Start of Article

Peace Of the Galilee

In June 1982, after severe attacks on civilian targets in northern Israel, the IDF invaded to Lebanon to wipe out terrorist headquarters. The IAF was send in first to destroy the SAM and gain air superiority. Unlike the Yom Kippur War in 1973, this time the IAF was ready. With Shaldag support the IAF was able to destroy most SAM sites in Lebanon in just few hours, and subsequently shot down over 80 Syrian planes in dogfights without a single Israeli aircraft lost.

During the war, Shaldag was also involved in the notorious fight that took place in June 10, 1982, in which General Yakutiel Adam was killed in action. General Adam and his assistant joined a Shaldag team in a reconnaissance mission. The team entered into a ambush and General Adam and his assistant were killed. Most of the Shaldag team members were badly injured and were assisted by PALSAR Golani team.

End of Article
Start of Listing

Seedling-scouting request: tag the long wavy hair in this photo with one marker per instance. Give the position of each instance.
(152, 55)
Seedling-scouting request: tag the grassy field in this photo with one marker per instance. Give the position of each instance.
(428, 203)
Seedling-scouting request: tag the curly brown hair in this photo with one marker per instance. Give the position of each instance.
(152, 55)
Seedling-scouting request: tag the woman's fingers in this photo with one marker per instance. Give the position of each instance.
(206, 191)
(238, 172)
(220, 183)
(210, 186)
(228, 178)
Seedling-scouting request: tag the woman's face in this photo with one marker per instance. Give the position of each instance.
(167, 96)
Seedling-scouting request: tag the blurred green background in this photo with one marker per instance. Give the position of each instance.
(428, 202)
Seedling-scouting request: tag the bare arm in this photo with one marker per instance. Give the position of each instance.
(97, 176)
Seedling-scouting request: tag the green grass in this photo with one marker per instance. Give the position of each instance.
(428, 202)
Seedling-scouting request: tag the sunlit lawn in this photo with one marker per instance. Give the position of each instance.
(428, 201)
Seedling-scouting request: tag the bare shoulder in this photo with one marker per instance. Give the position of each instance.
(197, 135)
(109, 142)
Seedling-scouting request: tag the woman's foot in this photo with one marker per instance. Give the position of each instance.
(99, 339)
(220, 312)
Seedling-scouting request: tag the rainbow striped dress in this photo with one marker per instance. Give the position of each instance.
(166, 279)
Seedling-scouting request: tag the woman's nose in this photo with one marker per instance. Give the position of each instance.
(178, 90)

End of Listing

*Exercises*:
a: According to the Peace of the Galilee article, how many Syrian planes did the IAF shoot down in dogfights?
b: Translate this sentence from the Peace of the Galilee article into Spanish: "Unlike the Yom Kippur War in 1973, this time the IAF was ready."
c: Do these statements agree with the Peace of the Galilee article? Answer yes or no for each, quoting the words that decide it.
(i) General Yakutiel Adam was killed in action on June 10, 1982.
(ii) Several Israeli aircraft were lost in the dogfights with Syrian planes.
(iii) A PALSAR Golani team assisted the injured Shaldag team members.
The records are separate from the Peace of the Galilee article.

*In response*:
a: Over 80.

b: A diferencia de la guerra de Yom Kipur en 1973, esta vez la IAF estaba preparada.

c:
(i) Yes: "the notorious fight that took place in June 10, 1982, in which General Yakutiel Adam was killed in action"
(ii) No: "without a single Israeli aircraft lost"
(iii) Yes: "were assisted by PALSAR Golani team"